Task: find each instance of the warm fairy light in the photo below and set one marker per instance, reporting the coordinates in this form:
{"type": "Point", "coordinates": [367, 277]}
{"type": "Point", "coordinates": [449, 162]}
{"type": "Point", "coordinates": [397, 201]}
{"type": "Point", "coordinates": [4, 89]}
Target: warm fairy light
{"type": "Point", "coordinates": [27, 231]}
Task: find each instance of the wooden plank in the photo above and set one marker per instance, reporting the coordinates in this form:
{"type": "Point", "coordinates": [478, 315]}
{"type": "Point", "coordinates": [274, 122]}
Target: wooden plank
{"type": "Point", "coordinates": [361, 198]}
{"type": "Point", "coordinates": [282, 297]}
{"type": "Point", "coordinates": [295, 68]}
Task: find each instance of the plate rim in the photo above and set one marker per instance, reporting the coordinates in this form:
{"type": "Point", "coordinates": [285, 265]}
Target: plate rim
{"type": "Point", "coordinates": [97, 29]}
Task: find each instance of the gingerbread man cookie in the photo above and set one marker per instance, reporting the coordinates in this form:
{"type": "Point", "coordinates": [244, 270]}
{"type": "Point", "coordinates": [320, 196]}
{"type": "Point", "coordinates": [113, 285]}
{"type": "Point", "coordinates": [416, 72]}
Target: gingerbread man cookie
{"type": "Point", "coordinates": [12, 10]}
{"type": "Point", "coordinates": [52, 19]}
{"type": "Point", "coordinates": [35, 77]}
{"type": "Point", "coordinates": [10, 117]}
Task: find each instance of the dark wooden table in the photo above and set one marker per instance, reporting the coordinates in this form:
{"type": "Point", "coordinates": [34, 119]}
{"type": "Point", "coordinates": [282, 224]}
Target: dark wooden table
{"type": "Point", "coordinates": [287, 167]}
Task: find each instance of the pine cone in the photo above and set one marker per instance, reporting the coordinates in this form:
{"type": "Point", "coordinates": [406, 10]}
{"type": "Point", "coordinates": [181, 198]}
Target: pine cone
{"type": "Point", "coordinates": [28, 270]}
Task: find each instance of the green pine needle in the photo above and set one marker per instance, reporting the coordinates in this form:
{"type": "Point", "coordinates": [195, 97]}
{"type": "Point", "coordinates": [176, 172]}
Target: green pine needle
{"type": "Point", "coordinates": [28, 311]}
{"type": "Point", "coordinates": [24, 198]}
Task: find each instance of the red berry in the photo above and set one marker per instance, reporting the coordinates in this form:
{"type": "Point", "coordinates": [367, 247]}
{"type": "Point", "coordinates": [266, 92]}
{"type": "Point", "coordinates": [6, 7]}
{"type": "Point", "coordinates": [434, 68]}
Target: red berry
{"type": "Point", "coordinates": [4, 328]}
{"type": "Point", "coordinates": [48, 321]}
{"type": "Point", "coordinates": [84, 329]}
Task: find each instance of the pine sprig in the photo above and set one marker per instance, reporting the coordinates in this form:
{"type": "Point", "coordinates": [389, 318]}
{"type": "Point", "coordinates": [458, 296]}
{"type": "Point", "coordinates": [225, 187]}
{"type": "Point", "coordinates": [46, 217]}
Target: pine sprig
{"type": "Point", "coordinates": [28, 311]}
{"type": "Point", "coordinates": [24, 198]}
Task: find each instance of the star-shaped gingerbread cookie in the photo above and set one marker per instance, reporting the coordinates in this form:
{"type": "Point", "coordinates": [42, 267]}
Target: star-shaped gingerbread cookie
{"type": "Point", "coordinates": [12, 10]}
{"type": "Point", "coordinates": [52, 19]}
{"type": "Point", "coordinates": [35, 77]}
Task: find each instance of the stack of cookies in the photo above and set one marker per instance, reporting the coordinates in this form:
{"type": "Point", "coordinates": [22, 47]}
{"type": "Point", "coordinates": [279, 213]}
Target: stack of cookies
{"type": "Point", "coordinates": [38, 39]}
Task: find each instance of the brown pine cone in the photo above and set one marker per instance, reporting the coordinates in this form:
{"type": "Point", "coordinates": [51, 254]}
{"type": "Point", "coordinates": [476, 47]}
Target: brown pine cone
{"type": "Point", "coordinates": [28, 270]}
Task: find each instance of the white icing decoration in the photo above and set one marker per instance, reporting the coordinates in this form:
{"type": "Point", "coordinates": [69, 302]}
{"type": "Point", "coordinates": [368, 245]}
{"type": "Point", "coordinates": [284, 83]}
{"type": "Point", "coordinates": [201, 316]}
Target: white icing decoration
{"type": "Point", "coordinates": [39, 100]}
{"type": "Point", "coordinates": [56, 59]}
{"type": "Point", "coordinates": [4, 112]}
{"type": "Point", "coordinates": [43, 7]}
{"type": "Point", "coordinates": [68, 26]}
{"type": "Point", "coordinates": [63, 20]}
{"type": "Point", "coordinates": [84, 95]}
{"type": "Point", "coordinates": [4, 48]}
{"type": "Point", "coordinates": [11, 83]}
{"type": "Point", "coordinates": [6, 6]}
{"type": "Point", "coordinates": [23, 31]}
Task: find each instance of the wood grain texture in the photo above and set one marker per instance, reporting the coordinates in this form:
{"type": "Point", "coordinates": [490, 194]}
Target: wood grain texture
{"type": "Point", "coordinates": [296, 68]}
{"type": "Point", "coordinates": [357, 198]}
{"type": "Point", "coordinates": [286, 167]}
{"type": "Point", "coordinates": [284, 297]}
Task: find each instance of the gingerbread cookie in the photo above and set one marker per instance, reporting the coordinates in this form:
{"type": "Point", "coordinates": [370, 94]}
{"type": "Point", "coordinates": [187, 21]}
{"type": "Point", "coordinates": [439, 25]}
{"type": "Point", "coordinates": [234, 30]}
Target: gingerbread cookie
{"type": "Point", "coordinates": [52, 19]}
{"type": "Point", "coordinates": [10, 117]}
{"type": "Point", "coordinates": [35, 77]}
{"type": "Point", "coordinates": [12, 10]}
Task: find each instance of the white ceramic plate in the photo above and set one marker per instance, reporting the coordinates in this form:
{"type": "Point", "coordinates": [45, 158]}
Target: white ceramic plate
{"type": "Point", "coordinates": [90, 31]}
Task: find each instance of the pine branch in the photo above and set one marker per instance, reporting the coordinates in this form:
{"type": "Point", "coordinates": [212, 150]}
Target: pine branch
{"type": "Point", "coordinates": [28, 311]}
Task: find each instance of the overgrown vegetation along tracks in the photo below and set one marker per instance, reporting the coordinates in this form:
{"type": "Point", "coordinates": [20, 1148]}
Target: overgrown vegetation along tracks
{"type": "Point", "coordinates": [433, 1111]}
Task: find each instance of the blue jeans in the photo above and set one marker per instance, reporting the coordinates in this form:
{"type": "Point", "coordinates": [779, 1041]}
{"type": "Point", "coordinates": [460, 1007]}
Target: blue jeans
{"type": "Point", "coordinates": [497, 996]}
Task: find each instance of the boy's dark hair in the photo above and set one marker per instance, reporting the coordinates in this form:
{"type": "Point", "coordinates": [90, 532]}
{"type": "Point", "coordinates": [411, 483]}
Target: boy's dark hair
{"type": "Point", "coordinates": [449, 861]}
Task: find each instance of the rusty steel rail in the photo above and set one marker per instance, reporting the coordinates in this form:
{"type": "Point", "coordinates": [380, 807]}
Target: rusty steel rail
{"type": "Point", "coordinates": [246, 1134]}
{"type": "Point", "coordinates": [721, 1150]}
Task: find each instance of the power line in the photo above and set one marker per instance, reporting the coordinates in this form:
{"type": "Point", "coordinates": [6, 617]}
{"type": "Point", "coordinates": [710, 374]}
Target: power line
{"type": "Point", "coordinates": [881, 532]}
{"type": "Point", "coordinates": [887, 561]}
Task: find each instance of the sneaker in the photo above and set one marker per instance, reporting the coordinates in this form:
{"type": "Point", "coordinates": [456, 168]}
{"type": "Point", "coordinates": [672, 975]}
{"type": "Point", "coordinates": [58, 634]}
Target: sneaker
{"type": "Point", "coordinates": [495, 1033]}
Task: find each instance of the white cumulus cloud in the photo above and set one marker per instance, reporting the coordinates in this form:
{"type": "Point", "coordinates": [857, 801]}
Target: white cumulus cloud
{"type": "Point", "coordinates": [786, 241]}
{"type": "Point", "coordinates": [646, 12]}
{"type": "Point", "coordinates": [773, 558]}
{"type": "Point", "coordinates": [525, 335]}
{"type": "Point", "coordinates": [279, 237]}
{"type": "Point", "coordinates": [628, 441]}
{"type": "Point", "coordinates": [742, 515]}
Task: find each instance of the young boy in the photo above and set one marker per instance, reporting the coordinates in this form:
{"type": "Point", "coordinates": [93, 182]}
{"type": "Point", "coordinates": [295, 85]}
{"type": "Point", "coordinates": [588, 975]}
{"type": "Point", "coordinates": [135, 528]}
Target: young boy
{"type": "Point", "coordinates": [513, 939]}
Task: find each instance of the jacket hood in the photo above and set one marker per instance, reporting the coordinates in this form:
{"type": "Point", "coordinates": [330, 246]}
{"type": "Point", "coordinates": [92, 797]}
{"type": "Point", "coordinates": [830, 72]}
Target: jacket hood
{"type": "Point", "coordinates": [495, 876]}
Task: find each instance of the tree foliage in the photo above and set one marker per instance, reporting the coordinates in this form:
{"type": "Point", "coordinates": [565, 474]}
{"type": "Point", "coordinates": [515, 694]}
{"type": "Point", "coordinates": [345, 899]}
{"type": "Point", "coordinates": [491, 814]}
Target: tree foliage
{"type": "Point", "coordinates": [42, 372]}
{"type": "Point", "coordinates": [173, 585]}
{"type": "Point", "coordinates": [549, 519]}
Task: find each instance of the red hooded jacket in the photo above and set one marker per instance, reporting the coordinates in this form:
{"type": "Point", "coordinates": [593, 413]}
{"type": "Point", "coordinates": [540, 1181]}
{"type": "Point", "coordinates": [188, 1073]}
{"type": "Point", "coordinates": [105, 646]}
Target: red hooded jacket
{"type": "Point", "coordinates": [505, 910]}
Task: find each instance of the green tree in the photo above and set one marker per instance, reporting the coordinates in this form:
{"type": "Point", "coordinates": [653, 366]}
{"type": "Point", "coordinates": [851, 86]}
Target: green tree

==================================================

__Exercise description__
Look through the listing above and copy each line where the string "below" occurs.

__Result__
Task: find each instance of the warm fairy light in the photo below and set one marker per instance, reporting the coordinates in this form:
Task: find each instance of the overgrown vegetation along tracks in the photo below and set one marker per instance, reporting the coordinates in this form:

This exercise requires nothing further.